* **INPUT RECORDS**:
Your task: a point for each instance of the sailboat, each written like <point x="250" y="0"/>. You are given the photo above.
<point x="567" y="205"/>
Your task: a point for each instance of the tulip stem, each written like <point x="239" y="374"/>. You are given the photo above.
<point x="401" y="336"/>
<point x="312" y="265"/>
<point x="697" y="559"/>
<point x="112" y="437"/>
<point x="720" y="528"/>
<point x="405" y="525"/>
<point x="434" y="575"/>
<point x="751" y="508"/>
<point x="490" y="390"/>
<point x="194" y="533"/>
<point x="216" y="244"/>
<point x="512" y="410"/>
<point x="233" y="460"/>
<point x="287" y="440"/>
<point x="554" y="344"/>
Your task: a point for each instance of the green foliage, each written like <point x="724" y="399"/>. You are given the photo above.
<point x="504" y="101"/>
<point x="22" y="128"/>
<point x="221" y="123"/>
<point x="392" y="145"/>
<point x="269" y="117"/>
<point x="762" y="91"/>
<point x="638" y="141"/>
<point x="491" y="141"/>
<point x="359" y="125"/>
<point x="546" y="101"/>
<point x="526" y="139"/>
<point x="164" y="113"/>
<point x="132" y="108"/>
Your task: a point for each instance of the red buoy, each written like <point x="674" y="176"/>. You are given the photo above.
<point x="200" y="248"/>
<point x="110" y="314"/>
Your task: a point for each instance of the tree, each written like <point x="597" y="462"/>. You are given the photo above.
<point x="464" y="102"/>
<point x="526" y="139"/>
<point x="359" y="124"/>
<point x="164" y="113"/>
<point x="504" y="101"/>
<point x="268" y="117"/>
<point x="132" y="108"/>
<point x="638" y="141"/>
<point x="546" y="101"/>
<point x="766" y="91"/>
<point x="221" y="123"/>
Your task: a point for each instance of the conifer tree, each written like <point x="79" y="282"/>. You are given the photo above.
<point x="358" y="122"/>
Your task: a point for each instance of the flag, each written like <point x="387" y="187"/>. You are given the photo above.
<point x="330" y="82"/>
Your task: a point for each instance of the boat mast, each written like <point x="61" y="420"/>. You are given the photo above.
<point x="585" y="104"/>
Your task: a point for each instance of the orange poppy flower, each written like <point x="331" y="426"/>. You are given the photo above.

* **WHAT TO PRODUCE**: After reading the listing, copy it out exactly and in full.

* **TASK ANSWER**:
Your task: a point for each instance of the sailboat, each written like <point x="250" y="0"/>. You are given the photo above.
<point x="567" y="205"/>
Your task: a point for each instance of the tulip stem, each written like <point x="239" y="374"/>. You are given the photo above.
<point x="401" y="336"/>
<point x="312" y="265"/>
<point x="697" y="559"/>
<point x="112" y="437"/>
<point x="720" y="528"/>
<point x="405" y="525"/>
<point x="434" y="575"/>
<point x="751" y="508"/>
<point x="490" y="390"/>
<point x="194" y="533"/>
<point x="216" y="244"/>
<point x="512" y="410"/>
<point x="233" y="460"/>
<point x="287" y="440"/>
<point x="554" y="344"/>
Your task: a point for each instance of the green foliage, each written like <point x="724" y="399"/>. You are given the photo above.
<point x="504" y="101"/>
<point x="22" y="128"/>
<point x="221" y="123"/>
<point x="392" y="145"/>
<point x="269" y="117"/>
<point x="762" y="91"/>
<point x="638" y="141"/>
<point x="491" y="141"/>
<point x="359" y="125"/>
<point x="546" y="101"/>
<point x="526" y="139"/>
<point x="164" y="113"/>
<point x="132" y="108"/>
Your task: a point for each instance of the red buoy, each written like <point x="674" y="176"/>. You are given the photo above.
<point x="200" y="248"/>
<point x="110" y="314"/>
Your task: a point for each instance of the tree, each written like <point x="597" y="462"/>. You are given the photo above.
<point x="464" y="102"/>
<point x="526" y="139"/>
<point x="359" y="124"/>
<point x="164" y="113"/>
<point x="504" y="101"/>
<point x="268" y="117"/>
<point x="132" y="108"/>
<point x="638" y="141"/>
<point x="546" y="101"/>
<point x="766" y="91"/>
<point x="221" y="123"/>
Your task: a point for each instance of the conifer tree, each written like <point x="79" y="282"/>. You are given the photo above.
<point x="358" y="122"/>
Your task: a point for each instance of the flag, each written like <point x="387" y="187"/>. You are given the photo above.
<point x="330" y="82"/>
Your task: a point for each instance of the boat mast, each written like <point x="61" y="420"/>. You are given the photo above.
<point x="585" y="104"/>
Your task: a point for each instance of the orange poppy flower, each written like <point x="331" y="426"/>. You are given the photo above.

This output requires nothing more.